* [Exercise requirements]:
Return the line containing "If you could put a point on the seated" and every line after it through the end of the entries below, with no other lines.

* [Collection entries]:
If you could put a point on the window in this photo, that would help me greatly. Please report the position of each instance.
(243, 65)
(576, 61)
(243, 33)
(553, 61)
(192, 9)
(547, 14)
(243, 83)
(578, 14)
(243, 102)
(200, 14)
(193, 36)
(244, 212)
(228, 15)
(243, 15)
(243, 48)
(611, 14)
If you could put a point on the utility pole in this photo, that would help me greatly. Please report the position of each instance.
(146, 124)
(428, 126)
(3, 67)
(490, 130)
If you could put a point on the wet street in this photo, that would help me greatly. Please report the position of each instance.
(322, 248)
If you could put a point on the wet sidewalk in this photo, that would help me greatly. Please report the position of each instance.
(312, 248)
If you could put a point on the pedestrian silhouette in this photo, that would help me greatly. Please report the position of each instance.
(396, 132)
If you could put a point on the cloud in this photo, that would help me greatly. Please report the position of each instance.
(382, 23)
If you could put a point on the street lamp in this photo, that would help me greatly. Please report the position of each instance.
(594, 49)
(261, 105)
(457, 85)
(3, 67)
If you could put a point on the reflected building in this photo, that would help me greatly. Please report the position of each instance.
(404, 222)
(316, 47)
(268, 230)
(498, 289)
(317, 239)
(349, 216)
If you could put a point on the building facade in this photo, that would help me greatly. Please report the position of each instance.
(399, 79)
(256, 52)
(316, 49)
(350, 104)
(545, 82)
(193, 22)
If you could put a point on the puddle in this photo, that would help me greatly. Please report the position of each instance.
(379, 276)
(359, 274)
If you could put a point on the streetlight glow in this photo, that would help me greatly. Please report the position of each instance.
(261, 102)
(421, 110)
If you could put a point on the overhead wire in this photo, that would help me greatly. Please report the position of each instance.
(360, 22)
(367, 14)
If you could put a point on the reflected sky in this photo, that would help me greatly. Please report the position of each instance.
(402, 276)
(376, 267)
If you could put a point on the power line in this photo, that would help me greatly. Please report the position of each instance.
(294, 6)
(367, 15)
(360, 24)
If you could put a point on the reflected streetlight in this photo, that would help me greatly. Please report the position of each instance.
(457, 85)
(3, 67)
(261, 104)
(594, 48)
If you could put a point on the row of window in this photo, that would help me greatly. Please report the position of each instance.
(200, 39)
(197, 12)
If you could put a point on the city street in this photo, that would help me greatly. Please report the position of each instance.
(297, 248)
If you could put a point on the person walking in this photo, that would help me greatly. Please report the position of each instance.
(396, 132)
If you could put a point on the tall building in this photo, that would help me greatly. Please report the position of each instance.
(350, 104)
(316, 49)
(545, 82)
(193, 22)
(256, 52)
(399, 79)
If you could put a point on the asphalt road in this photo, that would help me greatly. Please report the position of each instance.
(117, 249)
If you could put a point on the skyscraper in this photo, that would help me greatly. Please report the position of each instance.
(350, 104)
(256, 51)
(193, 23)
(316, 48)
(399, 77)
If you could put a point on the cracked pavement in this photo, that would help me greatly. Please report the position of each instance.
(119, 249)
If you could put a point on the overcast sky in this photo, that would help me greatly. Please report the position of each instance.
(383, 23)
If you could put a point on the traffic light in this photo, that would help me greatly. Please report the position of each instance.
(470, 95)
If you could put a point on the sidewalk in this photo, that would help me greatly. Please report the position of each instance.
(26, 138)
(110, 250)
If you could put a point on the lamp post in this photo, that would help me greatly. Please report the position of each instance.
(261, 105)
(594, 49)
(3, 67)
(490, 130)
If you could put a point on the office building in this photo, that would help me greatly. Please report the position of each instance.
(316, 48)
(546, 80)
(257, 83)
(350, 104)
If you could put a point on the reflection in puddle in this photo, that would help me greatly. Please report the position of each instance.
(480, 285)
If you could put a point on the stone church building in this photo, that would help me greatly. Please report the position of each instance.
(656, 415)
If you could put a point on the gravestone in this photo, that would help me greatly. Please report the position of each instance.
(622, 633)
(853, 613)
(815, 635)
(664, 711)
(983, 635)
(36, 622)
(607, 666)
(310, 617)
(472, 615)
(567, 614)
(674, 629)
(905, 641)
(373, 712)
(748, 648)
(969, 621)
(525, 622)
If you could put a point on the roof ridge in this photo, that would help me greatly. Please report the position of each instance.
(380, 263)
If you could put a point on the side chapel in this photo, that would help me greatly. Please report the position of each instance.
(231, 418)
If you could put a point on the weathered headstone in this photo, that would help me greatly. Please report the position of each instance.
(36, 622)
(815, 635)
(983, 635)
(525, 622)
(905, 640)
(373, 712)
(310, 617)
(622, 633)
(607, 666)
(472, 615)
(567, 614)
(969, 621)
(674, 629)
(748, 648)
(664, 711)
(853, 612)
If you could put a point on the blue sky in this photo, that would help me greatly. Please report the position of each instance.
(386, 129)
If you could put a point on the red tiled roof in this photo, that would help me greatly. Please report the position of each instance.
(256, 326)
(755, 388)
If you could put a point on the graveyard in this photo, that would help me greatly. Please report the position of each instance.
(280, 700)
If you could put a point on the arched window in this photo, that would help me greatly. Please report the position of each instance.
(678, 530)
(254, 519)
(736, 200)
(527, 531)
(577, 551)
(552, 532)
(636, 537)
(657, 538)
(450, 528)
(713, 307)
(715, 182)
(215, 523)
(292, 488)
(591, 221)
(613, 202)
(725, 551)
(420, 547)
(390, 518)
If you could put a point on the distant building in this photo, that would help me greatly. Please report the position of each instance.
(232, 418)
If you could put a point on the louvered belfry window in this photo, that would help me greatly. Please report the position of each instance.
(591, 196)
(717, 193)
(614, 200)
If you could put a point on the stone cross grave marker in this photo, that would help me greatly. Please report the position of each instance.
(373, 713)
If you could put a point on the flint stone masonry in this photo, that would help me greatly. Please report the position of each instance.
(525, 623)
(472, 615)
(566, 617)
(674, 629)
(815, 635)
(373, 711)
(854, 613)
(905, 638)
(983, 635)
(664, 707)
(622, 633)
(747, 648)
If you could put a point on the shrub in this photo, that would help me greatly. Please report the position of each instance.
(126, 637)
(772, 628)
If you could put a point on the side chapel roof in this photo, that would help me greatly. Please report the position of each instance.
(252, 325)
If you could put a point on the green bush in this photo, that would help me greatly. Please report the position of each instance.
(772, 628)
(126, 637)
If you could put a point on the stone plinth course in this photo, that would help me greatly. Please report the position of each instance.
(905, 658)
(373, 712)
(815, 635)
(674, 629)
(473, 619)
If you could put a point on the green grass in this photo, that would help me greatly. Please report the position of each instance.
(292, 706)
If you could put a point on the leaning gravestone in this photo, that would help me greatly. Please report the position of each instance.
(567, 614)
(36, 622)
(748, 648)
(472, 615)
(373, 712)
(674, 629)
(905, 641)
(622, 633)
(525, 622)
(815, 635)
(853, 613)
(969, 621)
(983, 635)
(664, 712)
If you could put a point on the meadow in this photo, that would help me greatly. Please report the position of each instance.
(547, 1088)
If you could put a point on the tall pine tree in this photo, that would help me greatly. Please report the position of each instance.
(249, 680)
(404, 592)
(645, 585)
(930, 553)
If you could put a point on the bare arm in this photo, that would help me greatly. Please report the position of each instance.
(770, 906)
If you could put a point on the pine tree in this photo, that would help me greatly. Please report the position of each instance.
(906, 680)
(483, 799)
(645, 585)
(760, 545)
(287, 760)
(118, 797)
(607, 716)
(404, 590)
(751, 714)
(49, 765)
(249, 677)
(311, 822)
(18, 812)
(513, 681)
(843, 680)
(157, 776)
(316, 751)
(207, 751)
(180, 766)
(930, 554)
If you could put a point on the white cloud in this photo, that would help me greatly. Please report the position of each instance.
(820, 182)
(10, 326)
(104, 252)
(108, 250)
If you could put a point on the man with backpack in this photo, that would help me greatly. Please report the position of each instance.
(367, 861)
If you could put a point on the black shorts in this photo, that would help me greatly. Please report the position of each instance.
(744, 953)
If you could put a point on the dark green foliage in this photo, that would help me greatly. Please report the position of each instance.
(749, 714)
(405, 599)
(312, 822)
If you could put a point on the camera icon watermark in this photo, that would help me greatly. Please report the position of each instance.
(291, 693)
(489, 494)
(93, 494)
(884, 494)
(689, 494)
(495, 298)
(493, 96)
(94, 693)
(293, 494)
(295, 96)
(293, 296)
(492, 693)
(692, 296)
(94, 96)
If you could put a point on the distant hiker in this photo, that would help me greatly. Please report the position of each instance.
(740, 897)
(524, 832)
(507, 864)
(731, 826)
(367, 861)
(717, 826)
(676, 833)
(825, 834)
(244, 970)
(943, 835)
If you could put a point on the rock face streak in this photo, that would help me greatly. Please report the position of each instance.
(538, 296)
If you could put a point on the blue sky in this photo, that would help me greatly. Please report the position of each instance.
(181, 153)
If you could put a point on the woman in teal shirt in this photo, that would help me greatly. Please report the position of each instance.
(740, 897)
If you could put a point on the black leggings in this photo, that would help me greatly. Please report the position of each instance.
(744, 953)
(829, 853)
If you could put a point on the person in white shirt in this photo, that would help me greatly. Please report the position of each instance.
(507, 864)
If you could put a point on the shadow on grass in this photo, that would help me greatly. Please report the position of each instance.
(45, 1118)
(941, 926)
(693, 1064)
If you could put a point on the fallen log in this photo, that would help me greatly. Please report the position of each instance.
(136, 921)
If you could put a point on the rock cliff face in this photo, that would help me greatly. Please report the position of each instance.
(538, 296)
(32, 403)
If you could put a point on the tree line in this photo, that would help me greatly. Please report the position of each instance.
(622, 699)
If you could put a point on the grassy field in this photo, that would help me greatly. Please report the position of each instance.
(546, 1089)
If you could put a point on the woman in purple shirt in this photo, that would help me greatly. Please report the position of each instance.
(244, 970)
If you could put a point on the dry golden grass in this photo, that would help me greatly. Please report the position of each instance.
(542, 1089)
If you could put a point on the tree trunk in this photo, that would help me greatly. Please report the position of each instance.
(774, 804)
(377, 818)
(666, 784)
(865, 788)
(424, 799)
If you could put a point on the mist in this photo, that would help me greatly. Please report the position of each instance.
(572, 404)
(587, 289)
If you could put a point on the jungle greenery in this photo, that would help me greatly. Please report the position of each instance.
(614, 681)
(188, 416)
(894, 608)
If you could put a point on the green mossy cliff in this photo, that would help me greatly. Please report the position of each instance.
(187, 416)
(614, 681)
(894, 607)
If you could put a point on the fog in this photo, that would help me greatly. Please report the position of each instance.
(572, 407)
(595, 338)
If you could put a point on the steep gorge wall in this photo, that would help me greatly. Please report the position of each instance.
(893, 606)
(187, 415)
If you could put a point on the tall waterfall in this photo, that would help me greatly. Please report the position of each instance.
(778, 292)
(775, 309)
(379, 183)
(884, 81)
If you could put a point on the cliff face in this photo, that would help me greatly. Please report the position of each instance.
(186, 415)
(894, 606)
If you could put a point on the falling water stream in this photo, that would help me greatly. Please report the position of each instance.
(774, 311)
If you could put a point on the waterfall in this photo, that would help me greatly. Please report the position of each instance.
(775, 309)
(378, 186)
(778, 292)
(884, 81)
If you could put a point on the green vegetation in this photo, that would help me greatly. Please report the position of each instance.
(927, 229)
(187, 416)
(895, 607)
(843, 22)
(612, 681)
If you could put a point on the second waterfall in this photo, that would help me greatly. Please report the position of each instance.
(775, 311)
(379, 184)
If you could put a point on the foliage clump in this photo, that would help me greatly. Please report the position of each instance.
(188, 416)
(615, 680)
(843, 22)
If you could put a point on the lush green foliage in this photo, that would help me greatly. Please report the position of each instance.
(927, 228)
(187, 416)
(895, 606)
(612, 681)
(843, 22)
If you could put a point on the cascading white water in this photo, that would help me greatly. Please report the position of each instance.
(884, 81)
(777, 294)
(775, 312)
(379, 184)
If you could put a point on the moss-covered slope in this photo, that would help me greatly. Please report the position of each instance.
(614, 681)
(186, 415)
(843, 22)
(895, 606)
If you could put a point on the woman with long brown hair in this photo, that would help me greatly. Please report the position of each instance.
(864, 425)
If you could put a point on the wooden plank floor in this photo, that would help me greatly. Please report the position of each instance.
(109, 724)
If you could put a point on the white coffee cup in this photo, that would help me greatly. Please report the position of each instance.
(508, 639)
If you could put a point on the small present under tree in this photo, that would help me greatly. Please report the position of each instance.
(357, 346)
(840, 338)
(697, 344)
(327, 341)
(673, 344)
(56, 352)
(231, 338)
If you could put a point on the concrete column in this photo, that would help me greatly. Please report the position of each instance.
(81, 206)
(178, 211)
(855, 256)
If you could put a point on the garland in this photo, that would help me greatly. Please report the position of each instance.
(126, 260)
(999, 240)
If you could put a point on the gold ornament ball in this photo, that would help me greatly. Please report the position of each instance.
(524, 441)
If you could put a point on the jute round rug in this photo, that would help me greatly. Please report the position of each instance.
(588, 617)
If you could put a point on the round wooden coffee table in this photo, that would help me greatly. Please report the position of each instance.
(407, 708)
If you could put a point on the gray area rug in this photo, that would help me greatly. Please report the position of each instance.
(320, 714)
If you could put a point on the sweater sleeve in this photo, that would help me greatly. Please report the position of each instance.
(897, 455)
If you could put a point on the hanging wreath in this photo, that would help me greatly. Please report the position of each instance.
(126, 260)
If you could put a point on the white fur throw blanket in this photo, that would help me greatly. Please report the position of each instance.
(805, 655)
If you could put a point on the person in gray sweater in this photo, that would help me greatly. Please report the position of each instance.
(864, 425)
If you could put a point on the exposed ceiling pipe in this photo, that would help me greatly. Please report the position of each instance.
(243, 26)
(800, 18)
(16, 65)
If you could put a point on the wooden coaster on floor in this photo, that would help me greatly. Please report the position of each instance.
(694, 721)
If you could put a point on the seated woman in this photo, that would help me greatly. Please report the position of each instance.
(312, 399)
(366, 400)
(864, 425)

* [Answer to this task]:
If you could put a point on the seated woman in this photo, that would help me greatly. Please report the position of each instance.
(312, 399)
(366, 400)
(864, 425)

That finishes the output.